* **Short problem**
Format the listing below as a JSON list of strings, with one string for each line and blank lines omitted. Leave the pictures out of the answer.

* **Rows**
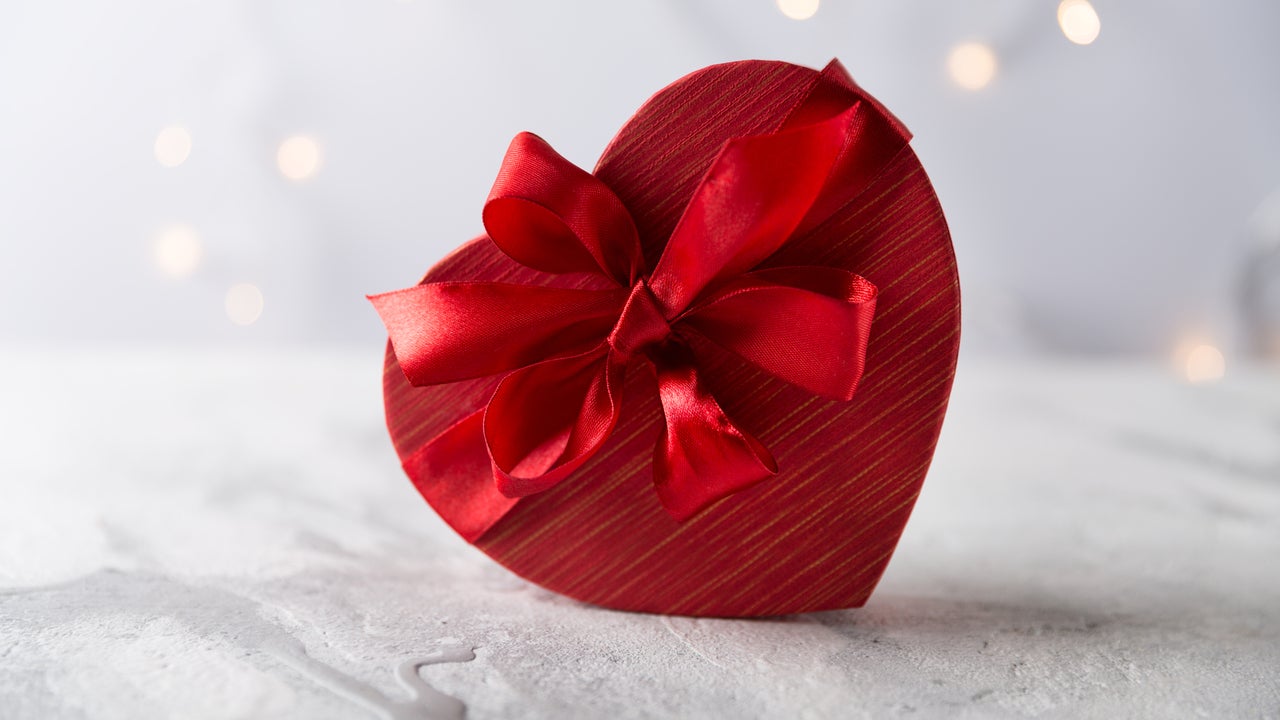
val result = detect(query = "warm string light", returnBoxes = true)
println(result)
[1183,343,1226,384]
[223,283,262,325]
[1057,0,1102,45]
[151,225,204,278]
[947,42,997,90]
[777,0,819,20]
[275,135,320,181]
[152,126,191,168]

* **Written reply**
[
  "val result = detect(query = \"warm string light\", returnBoxes = true)",
  "println(result)",
  "[1183,343,1226,384]",
  "[223,283,262,325]",
  "[1057,0,1102,45]",
  "[151,225,204,278]",
  "[947,42,997,90]",
  "[777,0,819,20]",
  "[275,135,320,181]",
  "[152,126,191,168]"
]